_EXERCISE REQUIREMENTS_
List every person mentioned by name in the text about the Iran nuclear fuel-swap deal.

(TEXT FOR ANALYSIS begins)

If President Obama had accomplished what Brazil and Turkey are about to pull off — a deal through which Iran will exchange its stockpile of enriched uranium in return for fuel rods for a medical research reactor — then the US media would be hailing this as a diplomatic breakthrough. Instead, this is being described as a possible obstacle to sanctions. The New York Times reports:

Brazilian and Turkish government officials said Sunday that their leaders had brokered a tentative compromise with Iran in the international standoff over Iran’s nuclear program, a development that could undermine efforts in the United Nations to impose new sanctions on the Iranians.

A spokesman for the Turkish Foreign Ministry said that after 17 hours of talks in Tehran, ministers from Brazil, Iran and Turkey had reached an agreement on the “principles” to revive a stalled nuclear fuel-swap deal backed by the United Nations.

The spokesman, speaking on condition of anonymity, said the deal would be presented to the leaders of the countries for “final touches,” with a statement on the agreement expected as early as Monday. The exact terms, notably the amount of nuclear fuel to be swapped, were not revealed.

The Turkish prime minister, Recep Tayyip Erdogan, canceled an official visit to Azerbaijan late Sunday and instead joined officials in Tehran in what was seen as a sign of progress in the talks.

Laura Rozen adds:

[A] Washington Iran expert said the fact that the alleged nuclear deal was connected to Lula’s meeting with the Iranian Supreme Leader, as opposed to with the Iranian president, may be significant.

(TEXT FOR ANALYSIS ends)
(EXTRACTED DATA begins)

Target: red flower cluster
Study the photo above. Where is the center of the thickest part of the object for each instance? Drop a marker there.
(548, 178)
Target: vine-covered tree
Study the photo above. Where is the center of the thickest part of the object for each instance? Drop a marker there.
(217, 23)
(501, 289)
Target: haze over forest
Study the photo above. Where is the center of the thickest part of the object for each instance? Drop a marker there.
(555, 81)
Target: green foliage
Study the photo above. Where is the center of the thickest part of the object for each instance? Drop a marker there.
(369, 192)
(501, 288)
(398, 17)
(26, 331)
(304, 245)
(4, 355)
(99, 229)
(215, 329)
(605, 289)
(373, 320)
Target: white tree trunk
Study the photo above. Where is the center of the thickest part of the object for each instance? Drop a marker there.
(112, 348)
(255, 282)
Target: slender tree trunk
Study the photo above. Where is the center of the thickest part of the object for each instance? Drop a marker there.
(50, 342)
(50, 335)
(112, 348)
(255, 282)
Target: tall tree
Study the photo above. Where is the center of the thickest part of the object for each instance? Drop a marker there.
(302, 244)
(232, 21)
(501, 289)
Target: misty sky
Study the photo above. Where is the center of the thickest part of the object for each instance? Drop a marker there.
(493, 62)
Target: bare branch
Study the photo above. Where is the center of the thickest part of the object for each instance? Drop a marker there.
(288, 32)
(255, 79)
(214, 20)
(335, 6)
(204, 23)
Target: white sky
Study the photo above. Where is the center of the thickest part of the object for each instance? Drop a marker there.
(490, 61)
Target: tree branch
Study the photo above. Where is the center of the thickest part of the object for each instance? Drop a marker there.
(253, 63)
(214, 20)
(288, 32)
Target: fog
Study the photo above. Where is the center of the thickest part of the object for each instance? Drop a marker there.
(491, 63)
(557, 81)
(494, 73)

(EXTRACTED DATA ends)

_YOUR SOLUTION_
President Obama, Recep Tayyip Erdogan, Laura Rozen, Lula